*** Opening Source records ***
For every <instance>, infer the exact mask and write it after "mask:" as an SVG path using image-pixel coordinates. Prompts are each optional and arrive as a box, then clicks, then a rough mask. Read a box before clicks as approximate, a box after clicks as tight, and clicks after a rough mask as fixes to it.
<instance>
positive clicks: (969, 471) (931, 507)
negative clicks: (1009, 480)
*** Closing Source records ***
*** Opening Source records ***
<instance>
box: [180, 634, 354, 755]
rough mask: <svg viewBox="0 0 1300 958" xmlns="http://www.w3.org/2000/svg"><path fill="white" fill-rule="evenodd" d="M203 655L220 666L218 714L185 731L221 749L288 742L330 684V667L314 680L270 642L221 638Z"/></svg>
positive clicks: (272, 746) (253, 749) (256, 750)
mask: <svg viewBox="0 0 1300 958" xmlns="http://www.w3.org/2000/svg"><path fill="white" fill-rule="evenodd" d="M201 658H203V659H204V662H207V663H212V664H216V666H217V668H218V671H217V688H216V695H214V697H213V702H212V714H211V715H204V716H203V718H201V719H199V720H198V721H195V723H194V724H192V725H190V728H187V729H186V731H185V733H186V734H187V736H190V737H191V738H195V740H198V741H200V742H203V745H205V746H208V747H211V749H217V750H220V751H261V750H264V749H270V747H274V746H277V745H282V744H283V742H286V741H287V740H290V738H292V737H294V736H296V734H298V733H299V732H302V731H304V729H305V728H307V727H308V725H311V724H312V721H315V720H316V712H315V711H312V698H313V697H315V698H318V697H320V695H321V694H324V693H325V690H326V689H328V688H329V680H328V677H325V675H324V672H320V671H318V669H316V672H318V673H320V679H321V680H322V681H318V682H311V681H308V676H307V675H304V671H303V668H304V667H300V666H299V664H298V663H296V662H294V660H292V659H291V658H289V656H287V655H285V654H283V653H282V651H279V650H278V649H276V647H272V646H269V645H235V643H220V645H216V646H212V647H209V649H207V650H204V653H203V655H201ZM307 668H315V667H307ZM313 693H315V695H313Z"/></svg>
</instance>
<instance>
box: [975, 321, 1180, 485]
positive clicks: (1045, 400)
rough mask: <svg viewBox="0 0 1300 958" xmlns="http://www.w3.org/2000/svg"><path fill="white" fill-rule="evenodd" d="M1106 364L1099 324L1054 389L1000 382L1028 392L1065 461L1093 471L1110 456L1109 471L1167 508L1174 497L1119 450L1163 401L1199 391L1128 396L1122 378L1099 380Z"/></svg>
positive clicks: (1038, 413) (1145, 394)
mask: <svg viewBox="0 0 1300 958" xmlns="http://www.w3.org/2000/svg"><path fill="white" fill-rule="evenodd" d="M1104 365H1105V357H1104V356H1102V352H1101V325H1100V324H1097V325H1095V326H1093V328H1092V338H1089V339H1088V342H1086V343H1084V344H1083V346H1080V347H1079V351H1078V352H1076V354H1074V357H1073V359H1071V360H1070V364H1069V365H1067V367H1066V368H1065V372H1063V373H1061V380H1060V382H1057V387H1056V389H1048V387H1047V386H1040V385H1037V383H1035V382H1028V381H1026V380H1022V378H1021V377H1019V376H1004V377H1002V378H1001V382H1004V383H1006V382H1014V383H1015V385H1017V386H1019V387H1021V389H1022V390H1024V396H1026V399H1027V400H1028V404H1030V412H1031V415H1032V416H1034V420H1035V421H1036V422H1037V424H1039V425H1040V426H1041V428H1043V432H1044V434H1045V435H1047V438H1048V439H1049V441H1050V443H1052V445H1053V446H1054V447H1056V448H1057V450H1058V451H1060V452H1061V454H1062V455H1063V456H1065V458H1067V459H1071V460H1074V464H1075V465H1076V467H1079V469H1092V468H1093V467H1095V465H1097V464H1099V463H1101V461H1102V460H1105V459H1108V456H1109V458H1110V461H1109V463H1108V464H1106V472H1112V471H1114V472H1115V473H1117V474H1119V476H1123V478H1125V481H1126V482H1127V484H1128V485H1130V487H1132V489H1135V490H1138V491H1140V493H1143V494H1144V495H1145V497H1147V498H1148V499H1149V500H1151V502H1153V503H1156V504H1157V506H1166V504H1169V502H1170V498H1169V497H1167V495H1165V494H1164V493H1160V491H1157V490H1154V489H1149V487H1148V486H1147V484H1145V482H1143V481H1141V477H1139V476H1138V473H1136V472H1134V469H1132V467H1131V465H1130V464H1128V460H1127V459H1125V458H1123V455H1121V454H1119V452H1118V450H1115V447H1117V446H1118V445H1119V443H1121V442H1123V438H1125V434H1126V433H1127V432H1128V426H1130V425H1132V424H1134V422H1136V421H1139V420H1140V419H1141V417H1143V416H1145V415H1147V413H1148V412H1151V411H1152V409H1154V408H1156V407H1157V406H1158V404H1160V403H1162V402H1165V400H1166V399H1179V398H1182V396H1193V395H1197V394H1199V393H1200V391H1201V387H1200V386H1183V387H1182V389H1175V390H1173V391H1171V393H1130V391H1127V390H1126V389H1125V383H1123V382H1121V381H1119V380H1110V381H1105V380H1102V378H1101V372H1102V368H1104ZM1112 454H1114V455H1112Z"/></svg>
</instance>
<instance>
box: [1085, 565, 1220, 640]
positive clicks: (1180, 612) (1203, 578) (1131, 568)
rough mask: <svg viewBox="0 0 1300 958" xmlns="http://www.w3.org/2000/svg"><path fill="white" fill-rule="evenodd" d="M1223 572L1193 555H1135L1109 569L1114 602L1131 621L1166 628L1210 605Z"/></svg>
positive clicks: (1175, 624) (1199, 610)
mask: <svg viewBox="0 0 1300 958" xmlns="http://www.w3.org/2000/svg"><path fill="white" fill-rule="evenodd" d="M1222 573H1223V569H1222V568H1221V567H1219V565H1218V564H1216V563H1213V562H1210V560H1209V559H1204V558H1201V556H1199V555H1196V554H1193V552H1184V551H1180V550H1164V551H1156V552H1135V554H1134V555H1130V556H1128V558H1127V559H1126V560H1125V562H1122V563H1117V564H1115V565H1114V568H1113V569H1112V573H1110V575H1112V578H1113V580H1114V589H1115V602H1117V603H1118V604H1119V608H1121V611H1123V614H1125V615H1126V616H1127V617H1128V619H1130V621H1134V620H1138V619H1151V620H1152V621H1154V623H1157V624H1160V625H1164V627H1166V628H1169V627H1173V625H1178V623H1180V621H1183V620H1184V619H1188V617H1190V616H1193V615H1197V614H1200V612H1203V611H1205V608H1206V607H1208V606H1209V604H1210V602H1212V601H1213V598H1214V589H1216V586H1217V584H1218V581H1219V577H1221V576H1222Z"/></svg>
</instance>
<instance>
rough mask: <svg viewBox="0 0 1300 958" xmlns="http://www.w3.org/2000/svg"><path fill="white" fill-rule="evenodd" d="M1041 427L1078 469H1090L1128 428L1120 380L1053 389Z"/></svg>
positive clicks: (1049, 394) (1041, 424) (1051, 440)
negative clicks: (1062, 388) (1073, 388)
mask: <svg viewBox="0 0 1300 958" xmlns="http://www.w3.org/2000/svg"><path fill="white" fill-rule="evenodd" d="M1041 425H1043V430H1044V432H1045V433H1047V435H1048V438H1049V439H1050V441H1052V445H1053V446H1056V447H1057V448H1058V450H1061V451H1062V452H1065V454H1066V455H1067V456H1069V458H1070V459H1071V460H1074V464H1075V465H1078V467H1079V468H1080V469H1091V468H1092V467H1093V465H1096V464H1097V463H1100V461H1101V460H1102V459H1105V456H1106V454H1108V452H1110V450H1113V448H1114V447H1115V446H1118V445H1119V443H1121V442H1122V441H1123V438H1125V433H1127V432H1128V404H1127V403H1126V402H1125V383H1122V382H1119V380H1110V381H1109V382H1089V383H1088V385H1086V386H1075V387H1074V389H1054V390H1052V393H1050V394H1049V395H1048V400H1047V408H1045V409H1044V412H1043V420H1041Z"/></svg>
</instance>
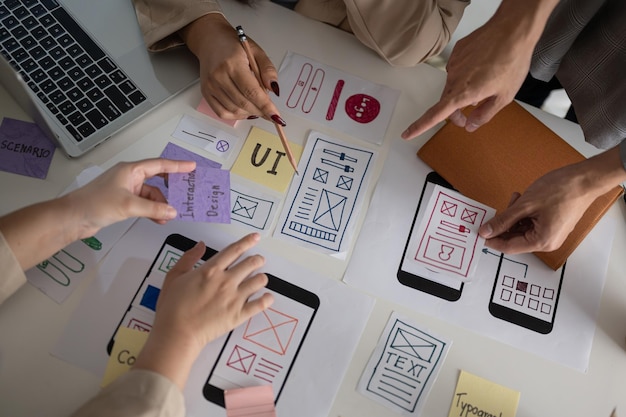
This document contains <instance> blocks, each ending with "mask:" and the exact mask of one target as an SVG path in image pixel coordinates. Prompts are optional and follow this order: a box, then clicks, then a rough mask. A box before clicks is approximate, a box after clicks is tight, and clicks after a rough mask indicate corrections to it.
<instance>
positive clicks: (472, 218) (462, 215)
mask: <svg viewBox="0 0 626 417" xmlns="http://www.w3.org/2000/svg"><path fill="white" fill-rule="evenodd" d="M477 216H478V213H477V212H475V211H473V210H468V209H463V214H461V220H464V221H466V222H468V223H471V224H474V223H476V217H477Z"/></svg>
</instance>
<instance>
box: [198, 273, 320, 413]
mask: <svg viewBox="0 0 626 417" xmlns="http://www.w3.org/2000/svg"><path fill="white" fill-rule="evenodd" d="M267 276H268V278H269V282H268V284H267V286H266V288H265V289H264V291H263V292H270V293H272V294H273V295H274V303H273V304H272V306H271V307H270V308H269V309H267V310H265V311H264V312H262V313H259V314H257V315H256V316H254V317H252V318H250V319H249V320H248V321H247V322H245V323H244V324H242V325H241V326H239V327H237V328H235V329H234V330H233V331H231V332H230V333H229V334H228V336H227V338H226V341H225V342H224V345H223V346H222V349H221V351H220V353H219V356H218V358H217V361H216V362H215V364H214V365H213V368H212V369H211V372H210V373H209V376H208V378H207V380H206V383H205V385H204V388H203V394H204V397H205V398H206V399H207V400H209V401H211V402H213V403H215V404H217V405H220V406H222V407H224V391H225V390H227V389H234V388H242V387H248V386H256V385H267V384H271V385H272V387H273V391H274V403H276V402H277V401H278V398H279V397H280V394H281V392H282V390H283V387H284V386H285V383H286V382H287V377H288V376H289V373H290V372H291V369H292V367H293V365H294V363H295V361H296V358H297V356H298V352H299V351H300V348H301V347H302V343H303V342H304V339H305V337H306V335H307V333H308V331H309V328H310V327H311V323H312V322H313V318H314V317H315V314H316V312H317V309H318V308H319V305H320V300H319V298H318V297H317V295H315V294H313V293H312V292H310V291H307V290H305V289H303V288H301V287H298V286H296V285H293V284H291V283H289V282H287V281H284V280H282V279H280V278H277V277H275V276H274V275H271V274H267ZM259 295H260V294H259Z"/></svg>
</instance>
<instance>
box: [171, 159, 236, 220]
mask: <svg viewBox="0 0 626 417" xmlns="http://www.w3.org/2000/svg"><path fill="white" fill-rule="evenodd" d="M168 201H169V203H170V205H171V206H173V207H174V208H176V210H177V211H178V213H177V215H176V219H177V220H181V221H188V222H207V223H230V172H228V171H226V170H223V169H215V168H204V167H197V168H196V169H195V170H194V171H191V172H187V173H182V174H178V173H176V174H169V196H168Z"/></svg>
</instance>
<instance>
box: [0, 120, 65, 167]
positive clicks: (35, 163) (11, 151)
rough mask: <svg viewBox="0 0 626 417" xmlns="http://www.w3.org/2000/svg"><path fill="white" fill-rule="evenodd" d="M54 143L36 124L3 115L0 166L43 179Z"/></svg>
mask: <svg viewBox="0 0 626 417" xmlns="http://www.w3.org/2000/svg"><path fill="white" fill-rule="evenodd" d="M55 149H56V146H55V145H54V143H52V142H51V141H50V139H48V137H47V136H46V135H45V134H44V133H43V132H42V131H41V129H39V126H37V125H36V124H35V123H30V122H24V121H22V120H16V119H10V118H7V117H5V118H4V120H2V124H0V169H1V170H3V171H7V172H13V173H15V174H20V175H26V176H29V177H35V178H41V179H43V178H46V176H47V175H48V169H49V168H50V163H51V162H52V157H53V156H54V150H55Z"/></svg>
*** Closing Source records ***
§ Work item
Rewrite the listing from the line containing "For every <instance>, infer" down to the line containing "negative clicks: (1009, 480)", changing "rough mask" to "coarse mask" and leaving everything else unchanged.

§ Response to this task
For every <instance>, infer the exact mask and write it after "mask:" as an SVG path using image-pixel coordinates. Prompts are each optional and arrive as a box, then clicks, then a coarse mask. Read a box before clicks as approximate, a box after clicks as tight, and clicks after a coarse mask as fixes to it.
<instance>
positive clicks: (969, 471) (931, 507)
negative clicks: (1009, 480)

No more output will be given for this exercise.